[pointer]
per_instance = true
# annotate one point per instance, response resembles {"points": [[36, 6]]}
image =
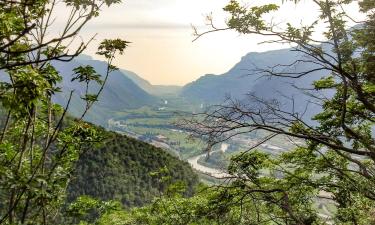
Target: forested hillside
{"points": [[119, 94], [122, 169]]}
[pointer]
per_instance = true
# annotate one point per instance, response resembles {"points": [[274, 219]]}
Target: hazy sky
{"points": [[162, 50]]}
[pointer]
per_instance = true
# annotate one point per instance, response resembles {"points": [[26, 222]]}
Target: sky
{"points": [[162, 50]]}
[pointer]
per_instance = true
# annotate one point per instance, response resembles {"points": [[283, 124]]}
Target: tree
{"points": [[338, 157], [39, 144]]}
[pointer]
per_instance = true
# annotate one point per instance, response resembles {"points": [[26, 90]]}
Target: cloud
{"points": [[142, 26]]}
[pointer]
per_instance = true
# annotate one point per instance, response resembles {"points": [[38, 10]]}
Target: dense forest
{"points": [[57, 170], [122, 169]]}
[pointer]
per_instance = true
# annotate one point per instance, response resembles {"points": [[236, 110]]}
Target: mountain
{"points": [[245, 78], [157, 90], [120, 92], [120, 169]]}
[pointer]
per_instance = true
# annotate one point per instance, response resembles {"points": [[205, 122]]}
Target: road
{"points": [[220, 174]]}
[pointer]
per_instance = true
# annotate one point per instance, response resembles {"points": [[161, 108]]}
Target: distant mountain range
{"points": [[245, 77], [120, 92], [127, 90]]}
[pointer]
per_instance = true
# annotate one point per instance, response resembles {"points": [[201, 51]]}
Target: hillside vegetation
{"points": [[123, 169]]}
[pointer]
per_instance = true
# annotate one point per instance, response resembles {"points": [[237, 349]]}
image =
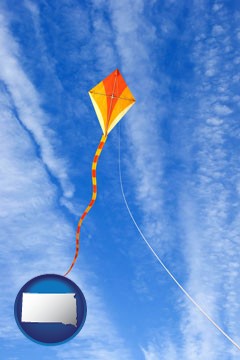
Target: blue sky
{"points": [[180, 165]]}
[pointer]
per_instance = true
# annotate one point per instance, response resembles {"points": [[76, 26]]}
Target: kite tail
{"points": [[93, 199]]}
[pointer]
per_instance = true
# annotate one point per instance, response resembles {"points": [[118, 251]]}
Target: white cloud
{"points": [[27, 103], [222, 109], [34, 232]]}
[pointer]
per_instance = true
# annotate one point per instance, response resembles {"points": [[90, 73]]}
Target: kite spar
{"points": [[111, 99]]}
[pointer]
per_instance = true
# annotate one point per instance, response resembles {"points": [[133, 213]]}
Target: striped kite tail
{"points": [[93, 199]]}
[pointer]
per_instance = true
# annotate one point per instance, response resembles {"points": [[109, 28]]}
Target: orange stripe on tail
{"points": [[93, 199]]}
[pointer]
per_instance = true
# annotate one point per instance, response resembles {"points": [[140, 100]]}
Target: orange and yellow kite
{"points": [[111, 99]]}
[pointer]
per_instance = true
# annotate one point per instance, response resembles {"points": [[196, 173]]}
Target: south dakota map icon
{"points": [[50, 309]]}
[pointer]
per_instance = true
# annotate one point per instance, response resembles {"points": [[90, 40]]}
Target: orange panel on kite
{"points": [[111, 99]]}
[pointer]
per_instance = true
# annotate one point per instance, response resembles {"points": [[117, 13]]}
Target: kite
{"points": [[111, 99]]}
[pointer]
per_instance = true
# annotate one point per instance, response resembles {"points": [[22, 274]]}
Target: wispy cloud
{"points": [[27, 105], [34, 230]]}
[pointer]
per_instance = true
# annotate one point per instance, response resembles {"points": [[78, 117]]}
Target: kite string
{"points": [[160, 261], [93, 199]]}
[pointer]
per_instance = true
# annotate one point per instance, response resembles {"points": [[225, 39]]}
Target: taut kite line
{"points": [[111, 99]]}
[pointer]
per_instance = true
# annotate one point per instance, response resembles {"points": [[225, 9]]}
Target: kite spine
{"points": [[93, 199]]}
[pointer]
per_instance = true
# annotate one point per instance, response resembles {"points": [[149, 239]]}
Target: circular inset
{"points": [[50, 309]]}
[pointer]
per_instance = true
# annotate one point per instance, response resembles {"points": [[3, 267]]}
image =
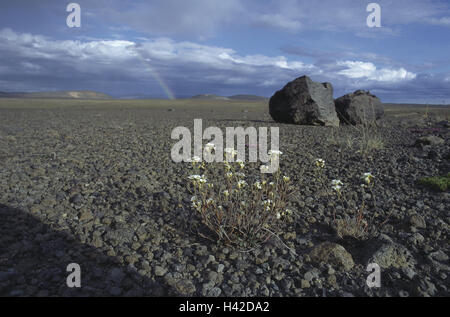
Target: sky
== == ==
**Request:** Transcribe each entry precisely as given, leaving the pictures out.

**Exercise answer:**
[pointer]
per_instance = true
# annotate one point per instance, response resembles {"points": [[36, 6]]}
image =
Target: forested hillside
{"points": [[119, 94], [122, 169]]}
[pointer]
per_instance = true
# annotate one point per instance, response resembles {"points": [[274, 219]]}
Target: hazy sky
{"points": [[162, 50]]}
[pointer]
per_instance = true
# annotate one point per instance, response resembles {"points": [[26, 222]]}
Target: sky
{"points": [[162, 50]]}
[pointer]
per_instance = true
# annotate one point per instance, response resembles {"points": [[283, 124]]}
Target: tree
{"points": [[338, 157], [39, 144]]}
[pointer]
per_instance = true
# annotate one point per instance, response resembles {"points": [[26, 90]]}
Target: cloud
{"points": [[142, 26]]}
[pointer]
per_instance = true
# annotate one point per instance, response resembles {"points": [[38, 10]]}
Target: dense forest
{"points": [[57, 170], [122, 169]]}
[pointer]
per_instance = true
# annotate one point per instance, response resembles {"points": [[236, 110]]}
Target: mountain
{"points": [[245, 78], [157, 90], [120, 92], [120, 169]]}
[pointer]
per_instance = true
# annotate one point per instance, response resembles {"points": [[205, 122]]}
Target: road
{"points": [[220, 174]]}
[pointer]
per_instance = true
# annotate one point per instance, response resembles {"points": [[161, 108]]}
Target: distant mountain range
{"points": [[245, 77], [120, 92], [127, 90]]}
[pointer]
per_instance = true
# annotate one point per instance, response resembles {"points": [[201, 51]]}
Target: hillside vegetation
{"points": [[123, 169]]}
[pointer]
per_instance = true
# annotate one point per instance, response resembles {"points": [[237, 349]]}
image =
Target: blue sky
{"points": [[180, 165]]}
[pointer]
per_instance = true
# annotate one point per instance, response resembles {"points": [[76, 26]]}
Target: kite tail
{"points": [[93, 199]]}
[pointer]
per_instance = true
# annotate one point per instance, response resembles {"points": [[118, 251]]}
Target: white cloud
{"points": [[27, 103], [222, 109], [34, 232]]}
[pointer]
per_instance = true
# annotate one point per instance, response resembles {"points": [[90, 73]]}
Target: kite spar
{"points": [[111, 99]]}
[pointer]
per_instance = true
# annotate one point per instance, response resembles {"points": [[133, 213]]}
Target: striped kite tail
{"points": [[93, 199]]}
[pointer]
per_instance = true
# annotate one point per instance, response resembles {"points": [[109, 28]]}
Target: orange stripe on tail
{"points": [[93, 199]]}
[pointer]
per_instance = true
# annotate one point per instance, response resembles {"points": [[140, 100]]}
Target: orange and yellow kite
{"points": [[111, 99]]}
[pointer]
per_instance = true
# annotate one point per instance, response resembles {"points": [[196, 173]]}
Target: south dakota map icon
{"points": [[50, 309]]}
[pointer]
per_instance = true
# annotate one point per instance, response resembles {"points": [[90, 40]]}
Target: orange panel on kite
{"points": [[111, 99]]}
[pointer]
per_instance = true
# annotate one point per instance, response resembles {"points": [[117, 13]]}
Target: kite
{"points": [[111, 99]]}
[pointer]
per_instance = true
# annotate one point per instance, response resembles {"points": [[22, 274]]}
Target: wispy cloud
{"points": [[27, 105], [34, 230]]}
[pointer]
per_instance = true
# annotate one point per instance, response resembles {"points": [[78, 117]]}
Target: kite string
{"points": [[160, 261], [93, 199]]}
[pointer]
per_instance = true
# annotate one point per instance, response resembles {"points": [[225, 39]]}
Target: taut kite line
{"points": [[111, 99]]}
[pointer]
per_instance = true
# annotate one point per instance, response resembles {"points": [[225, 9]]}
Target: kite spine
{"points": [[93, 199]]}
[pointer]
per_instance = true
# annotate one point per instance, response resembles {"points": [[149, 239]]}
Target: circular inset
{"points": [[50, 309]]}
[pointer]
per_instance = true
# annotate one point per instance, response resembles {"points": [[3, 267]]}
image =
Target: sky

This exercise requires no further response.